Gather from the listing below every line that contains the string "solar", matching case exactly, and reproduce each such line in full.
◆ ◆ ◆ ◆
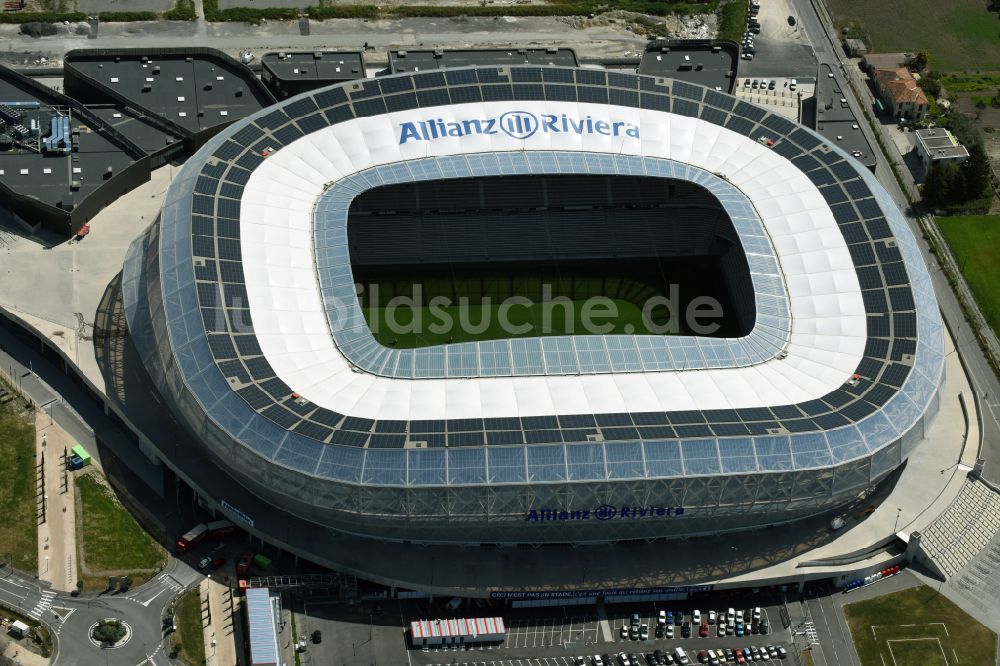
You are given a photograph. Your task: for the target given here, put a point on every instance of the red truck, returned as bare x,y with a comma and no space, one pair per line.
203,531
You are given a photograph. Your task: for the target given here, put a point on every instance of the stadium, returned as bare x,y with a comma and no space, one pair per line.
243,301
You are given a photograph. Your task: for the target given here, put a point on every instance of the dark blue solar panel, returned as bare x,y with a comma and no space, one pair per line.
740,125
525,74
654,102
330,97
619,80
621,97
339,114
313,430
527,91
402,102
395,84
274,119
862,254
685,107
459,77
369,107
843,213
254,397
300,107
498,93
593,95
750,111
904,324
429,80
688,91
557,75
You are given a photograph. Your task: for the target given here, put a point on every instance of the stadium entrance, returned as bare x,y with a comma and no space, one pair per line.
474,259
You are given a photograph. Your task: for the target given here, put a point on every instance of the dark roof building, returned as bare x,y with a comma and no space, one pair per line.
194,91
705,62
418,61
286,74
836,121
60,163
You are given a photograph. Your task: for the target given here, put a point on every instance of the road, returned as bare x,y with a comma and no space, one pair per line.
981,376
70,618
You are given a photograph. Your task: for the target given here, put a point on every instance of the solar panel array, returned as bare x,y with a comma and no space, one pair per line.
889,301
◆ ◆ ◆ ◆
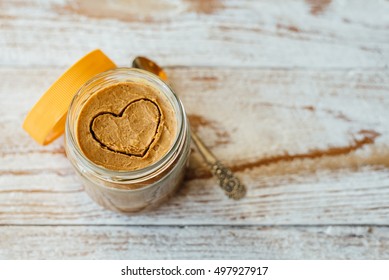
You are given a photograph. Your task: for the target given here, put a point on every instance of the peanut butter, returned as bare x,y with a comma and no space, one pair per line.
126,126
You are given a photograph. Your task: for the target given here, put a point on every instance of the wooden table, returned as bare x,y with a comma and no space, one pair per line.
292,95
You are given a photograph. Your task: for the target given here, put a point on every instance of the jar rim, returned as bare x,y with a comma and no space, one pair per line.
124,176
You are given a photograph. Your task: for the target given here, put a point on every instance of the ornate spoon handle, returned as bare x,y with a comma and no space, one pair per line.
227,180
◆ ◆ ◆ ◆
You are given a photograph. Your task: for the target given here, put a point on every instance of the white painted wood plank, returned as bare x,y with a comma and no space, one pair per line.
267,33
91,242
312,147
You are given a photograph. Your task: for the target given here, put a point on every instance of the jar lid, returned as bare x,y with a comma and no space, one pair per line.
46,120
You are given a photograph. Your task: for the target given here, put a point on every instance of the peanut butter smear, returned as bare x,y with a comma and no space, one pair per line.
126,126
◆ ◆ ◆ ◆
* WRITTEN SOLUTION *
You are given a photograph. Your task: for the target given here, put a point on every instance of the dark blue solar panel, returned as bare x,y with a comma and no space, one pair per line.
You are given a photograph. Your task: for the target given here, put a point on every instance of the solar panel array, returned as bare x,y with a comma and no space, one pair per line.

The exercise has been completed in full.